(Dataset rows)
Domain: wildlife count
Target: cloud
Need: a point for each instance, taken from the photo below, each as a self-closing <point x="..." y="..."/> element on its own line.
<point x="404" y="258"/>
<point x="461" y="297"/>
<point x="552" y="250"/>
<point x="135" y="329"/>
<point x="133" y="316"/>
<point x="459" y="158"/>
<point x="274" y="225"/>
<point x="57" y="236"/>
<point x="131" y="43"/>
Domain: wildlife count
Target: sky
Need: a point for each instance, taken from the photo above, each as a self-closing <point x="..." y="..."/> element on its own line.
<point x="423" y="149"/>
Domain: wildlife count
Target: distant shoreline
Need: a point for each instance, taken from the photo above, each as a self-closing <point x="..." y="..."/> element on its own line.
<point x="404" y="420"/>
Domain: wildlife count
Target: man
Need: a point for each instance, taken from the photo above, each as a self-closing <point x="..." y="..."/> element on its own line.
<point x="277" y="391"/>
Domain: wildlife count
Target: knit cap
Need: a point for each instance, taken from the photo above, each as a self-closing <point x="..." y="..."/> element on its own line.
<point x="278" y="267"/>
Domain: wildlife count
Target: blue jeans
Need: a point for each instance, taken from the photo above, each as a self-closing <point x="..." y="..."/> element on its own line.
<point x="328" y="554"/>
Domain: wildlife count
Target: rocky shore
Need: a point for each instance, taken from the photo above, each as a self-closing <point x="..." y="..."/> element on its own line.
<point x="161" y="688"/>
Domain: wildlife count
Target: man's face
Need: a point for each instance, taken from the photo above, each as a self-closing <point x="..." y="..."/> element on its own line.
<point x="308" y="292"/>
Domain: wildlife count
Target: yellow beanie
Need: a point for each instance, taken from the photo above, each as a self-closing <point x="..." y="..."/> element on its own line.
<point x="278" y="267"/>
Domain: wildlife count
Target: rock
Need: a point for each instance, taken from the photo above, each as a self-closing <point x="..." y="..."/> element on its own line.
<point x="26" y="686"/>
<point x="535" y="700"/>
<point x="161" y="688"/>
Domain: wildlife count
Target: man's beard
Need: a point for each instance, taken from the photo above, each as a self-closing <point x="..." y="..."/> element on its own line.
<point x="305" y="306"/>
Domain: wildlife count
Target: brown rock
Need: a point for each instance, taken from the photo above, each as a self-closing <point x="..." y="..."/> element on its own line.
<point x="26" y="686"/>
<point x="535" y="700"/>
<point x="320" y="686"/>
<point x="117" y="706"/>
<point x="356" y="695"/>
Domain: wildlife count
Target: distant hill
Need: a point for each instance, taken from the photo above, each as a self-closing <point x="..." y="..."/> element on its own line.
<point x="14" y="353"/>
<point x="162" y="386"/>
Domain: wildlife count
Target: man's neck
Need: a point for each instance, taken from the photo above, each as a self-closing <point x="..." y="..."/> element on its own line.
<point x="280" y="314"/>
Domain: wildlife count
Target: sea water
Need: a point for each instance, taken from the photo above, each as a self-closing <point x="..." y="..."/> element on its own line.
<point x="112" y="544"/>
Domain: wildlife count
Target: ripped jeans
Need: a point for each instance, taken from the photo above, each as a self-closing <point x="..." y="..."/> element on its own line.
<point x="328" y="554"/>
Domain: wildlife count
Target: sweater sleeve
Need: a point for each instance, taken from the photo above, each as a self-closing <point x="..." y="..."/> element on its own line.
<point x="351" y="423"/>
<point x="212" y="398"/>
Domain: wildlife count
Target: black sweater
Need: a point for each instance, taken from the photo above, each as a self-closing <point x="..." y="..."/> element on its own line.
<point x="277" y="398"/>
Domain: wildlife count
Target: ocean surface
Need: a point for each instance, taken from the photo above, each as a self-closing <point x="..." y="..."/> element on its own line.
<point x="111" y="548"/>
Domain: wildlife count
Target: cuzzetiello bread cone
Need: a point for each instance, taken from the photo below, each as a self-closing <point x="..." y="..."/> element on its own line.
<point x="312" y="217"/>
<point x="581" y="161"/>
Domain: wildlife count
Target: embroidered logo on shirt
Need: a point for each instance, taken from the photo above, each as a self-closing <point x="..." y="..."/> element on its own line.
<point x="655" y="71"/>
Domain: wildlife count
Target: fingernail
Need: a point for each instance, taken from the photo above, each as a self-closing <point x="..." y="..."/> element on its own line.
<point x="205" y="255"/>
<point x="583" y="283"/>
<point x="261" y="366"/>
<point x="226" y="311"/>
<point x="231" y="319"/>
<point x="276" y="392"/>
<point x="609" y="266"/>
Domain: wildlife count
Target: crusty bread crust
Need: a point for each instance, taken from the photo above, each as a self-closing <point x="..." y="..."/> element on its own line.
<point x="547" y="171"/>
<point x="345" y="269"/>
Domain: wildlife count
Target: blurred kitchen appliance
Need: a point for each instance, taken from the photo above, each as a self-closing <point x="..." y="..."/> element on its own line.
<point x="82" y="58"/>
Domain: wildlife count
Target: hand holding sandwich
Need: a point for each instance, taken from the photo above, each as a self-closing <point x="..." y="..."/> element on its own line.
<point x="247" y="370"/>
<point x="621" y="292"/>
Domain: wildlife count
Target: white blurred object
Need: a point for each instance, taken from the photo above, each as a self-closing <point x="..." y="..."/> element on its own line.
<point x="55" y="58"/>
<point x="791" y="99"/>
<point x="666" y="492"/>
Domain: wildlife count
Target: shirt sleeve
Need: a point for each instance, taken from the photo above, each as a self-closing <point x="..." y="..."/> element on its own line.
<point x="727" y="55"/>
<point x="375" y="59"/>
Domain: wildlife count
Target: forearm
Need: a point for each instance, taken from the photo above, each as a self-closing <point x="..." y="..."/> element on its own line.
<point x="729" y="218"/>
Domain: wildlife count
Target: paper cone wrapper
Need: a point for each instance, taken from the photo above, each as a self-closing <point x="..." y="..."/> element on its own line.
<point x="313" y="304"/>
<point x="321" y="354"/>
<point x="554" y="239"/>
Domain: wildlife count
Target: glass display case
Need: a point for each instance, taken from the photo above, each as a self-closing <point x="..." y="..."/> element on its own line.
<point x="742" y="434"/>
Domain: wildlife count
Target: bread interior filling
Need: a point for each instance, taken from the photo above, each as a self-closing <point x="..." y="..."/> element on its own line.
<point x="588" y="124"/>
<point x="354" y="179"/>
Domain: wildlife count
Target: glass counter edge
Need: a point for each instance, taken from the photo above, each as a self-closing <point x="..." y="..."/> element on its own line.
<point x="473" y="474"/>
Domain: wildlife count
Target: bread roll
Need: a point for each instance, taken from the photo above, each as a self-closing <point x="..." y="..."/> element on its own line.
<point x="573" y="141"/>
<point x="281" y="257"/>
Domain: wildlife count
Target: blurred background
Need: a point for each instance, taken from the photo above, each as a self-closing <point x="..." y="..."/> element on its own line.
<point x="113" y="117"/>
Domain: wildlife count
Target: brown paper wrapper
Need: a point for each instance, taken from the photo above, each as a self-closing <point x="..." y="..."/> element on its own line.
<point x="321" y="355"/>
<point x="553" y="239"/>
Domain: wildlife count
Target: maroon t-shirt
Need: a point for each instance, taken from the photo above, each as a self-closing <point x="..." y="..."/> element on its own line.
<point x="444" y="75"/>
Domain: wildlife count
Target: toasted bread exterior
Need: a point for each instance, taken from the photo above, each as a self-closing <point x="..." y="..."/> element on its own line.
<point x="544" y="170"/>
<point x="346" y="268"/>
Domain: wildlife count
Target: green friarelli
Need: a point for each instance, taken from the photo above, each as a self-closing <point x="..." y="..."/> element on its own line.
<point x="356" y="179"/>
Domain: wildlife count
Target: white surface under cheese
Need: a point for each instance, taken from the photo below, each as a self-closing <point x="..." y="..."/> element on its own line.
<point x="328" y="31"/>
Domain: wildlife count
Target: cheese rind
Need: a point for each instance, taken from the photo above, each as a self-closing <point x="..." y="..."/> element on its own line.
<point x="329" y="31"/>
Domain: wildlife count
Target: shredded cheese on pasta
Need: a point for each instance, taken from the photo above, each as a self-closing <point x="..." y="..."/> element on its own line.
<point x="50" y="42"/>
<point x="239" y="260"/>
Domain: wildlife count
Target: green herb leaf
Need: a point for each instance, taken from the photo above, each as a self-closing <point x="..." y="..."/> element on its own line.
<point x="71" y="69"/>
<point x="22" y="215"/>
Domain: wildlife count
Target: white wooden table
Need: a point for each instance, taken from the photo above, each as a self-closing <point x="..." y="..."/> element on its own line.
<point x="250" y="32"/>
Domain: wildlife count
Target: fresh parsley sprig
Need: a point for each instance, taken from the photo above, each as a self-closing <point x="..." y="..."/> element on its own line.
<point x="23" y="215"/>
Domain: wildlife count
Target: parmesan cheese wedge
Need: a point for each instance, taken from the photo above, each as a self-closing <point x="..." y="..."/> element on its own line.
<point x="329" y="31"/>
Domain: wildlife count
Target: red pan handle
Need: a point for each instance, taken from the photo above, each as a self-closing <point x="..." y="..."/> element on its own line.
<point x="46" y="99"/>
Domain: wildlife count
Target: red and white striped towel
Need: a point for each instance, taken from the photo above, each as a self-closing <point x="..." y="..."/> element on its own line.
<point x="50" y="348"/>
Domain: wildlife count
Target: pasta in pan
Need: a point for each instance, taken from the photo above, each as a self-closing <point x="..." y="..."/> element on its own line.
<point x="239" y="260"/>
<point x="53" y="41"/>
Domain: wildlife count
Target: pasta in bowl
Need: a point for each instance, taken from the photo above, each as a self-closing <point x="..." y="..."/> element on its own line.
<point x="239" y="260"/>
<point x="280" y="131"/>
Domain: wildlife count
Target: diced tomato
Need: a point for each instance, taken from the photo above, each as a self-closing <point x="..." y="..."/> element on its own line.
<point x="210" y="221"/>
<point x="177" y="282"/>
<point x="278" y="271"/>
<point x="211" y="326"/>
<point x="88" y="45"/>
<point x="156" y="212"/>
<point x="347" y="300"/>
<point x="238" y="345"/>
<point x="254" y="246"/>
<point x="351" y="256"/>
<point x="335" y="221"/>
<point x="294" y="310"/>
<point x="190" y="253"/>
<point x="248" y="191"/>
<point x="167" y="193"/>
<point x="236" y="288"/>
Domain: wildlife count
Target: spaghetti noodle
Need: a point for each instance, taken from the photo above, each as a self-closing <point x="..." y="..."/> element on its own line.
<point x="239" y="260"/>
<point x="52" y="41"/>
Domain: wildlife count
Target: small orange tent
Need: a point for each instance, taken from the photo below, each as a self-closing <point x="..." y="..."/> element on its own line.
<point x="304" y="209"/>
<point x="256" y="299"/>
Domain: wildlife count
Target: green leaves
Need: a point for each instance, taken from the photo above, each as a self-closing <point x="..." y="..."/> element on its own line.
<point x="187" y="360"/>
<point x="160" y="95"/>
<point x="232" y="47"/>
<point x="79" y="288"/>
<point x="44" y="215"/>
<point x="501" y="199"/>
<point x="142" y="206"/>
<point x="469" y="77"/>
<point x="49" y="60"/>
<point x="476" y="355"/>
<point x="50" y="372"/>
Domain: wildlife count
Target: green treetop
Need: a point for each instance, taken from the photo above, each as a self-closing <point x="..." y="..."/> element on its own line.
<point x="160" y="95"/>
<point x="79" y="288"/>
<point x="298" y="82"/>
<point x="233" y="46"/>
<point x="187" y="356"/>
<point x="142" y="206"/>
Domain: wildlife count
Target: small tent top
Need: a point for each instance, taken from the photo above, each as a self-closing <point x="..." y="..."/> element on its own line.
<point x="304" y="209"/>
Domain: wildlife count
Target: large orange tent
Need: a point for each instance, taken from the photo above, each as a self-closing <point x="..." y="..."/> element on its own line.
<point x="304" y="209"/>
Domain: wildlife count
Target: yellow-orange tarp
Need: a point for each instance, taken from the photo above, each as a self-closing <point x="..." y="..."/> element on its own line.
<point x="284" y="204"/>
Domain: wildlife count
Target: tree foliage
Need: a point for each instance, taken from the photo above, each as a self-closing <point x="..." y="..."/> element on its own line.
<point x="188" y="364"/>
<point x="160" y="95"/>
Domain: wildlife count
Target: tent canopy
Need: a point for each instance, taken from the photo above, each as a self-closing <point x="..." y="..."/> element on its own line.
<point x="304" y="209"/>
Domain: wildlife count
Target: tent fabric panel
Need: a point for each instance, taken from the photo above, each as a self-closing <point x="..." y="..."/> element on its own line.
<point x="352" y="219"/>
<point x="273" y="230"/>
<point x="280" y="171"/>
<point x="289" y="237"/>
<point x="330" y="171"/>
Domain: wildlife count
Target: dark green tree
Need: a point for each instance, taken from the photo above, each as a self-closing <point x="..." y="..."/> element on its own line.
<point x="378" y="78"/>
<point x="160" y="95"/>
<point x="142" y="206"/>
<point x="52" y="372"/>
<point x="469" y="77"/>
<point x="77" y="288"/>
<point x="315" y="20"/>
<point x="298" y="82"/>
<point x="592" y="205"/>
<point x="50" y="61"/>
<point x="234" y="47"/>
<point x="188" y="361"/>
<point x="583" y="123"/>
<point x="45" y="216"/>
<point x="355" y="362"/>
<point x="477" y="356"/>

AIM.
Locate each line in the dataset rows above that contains the word "jeans", treating uppercase and lowercase as different, and copy those lines.

RESULT BELOW.
Target: blue jeans
Target: ripped jeans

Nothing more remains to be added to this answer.